Task objective
Using the records below, copy out exactly the line that contains "Practice. Pick out the child's" and every line that follows it, up to and including the last, and no others.

━━━━━━━━━━━━━━━━

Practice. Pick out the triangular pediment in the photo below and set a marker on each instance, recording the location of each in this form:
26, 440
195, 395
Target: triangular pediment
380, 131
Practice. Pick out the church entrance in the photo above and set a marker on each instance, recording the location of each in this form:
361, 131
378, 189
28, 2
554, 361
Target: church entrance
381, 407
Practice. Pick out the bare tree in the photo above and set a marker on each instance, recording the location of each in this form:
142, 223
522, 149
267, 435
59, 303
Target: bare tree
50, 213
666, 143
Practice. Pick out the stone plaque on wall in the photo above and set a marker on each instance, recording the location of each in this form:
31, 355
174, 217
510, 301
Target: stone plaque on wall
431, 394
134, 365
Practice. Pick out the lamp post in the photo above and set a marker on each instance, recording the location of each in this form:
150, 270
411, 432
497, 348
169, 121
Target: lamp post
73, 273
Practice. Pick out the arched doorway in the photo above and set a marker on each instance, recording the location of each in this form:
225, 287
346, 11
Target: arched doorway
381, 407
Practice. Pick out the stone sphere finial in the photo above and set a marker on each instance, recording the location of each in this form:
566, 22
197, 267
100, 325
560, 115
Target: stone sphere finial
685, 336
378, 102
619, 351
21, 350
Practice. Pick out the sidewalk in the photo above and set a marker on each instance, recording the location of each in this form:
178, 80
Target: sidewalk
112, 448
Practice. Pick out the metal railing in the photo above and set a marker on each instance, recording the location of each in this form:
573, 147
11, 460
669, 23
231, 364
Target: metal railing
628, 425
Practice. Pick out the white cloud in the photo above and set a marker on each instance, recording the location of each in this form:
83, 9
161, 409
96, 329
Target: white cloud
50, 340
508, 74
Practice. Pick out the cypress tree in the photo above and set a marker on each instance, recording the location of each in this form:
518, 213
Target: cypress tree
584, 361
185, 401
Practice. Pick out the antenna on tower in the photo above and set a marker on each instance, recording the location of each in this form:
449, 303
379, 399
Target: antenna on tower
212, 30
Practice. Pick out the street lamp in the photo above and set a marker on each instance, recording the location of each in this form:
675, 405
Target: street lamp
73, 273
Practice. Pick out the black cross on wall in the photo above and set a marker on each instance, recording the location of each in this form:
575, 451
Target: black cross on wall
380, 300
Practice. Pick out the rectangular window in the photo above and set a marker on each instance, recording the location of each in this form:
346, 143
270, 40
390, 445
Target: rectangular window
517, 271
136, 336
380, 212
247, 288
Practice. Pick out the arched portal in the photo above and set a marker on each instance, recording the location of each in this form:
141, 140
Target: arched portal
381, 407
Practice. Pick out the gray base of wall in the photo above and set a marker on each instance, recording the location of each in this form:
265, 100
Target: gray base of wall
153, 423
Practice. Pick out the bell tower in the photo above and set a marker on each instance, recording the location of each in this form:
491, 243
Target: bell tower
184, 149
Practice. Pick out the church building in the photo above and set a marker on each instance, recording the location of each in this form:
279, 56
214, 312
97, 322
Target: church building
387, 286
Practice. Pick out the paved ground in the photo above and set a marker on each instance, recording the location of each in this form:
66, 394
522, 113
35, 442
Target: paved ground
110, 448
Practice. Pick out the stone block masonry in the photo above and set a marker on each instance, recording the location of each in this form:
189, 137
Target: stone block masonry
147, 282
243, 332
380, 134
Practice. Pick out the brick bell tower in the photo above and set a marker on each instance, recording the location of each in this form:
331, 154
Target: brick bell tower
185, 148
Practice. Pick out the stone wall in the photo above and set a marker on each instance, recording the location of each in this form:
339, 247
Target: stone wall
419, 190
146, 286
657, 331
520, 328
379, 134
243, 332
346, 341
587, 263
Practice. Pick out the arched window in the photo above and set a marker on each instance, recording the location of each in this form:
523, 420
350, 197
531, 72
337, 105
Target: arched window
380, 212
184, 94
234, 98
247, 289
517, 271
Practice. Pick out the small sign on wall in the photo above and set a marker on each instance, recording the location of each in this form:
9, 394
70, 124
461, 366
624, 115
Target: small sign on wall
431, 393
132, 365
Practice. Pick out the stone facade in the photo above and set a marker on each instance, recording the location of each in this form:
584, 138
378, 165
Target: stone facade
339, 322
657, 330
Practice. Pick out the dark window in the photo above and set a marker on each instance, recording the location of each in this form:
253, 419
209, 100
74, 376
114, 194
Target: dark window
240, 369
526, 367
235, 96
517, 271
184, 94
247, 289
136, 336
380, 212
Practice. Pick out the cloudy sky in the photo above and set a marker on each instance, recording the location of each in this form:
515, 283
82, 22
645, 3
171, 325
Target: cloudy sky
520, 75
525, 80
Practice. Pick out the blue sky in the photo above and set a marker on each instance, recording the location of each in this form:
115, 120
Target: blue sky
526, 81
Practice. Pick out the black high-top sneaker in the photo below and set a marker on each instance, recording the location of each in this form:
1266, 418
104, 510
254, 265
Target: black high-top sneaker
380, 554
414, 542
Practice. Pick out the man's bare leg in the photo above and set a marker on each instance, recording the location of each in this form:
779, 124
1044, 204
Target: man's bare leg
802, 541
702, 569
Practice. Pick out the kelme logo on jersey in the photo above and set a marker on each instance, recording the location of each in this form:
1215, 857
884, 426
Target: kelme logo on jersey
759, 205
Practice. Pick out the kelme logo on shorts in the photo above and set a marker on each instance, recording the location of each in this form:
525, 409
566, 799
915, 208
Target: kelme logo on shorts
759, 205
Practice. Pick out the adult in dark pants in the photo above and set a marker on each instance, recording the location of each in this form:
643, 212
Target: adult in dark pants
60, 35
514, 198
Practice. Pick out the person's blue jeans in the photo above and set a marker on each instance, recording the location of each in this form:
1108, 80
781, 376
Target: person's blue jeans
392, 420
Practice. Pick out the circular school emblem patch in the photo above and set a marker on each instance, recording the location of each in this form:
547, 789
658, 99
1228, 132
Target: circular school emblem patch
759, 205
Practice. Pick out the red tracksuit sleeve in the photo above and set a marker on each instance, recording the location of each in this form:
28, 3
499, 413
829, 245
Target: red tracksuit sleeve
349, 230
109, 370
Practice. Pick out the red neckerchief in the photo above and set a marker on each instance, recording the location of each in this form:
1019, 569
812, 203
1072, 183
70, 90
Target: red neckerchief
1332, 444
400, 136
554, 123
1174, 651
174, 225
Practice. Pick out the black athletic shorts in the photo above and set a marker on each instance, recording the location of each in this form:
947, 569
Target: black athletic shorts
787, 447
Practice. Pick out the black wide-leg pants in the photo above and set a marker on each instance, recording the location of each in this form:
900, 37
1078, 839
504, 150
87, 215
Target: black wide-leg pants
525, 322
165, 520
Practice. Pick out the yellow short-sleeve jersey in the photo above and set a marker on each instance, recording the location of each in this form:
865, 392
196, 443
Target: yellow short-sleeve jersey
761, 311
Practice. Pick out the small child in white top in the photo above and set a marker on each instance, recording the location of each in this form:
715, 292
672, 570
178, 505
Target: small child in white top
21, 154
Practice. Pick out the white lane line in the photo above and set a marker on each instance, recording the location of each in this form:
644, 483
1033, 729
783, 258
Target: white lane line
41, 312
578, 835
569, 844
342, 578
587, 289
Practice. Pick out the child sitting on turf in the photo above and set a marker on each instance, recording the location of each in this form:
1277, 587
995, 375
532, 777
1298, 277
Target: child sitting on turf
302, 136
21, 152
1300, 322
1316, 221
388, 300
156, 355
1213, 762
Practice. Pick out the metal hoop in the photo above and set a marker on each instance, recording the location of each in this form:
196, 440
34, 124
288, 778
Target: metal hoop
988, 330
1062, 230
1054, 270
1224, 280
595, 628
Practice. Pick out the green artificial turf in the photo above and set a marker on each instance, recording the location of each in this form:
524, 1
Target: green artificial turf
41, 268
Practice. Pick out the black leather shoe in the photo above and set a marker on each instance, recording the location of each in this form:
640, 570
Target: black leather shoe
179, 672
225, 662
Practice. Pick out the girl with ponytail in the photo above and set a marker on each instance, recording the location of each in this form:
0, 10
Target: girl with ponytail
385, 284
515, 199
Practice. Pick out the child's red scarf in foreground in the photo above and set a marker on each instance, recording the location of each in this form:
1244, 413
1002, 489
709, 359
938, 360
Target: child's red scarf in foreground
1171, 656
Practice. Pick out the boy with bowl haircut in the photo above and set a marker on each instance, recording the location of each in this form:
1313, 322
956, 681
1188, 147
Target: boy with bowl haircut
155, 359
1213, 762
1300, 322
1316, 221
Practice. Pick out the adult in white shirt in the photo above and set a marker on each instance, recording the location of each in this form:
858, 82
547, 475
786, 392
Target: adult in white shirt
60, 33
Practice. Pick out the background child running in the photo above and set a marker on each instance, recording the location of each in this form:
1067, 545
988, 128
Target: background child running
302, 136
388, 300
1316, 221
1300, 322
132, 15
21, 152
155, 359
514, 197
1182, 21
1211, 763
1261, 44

━━━━━━━━━━━━━━━━

Finished answer
Practice. Pick out the child's red scarf in foreground in the photo above and set a marker on each instance, recording the location of each in this form:
1244, 413
1002, 489
709, 359
938, 360
Target: child's red scarf in foreground
1171, 656
Practice. Pick out the boy with bowl haircut in the photo above and set a marker on each instance, recording the location of each in this form:
1313, 322
956, 681
1188, 147
Target: boy with bowl haircut
155, 359
1213, 762
1300, 322
1316, 221
Practice. Pick out the adult in white shirt in the photo above and set a marker on each instance, recording the location of each in this form:
858, 82
547, 475
786, 392
Target: adult in white shirt
60, 33
Practice. Pick out the background child running in the photo above and set a marker on each instance, recording the location of each in this form:
1067, 545
988, 128
Target: background child running
302, 136
388, 300
1316, 221
1300, 322
132, 15
21, 152
155, 359
514, 197
1182, 21
1211, 763
1261, 44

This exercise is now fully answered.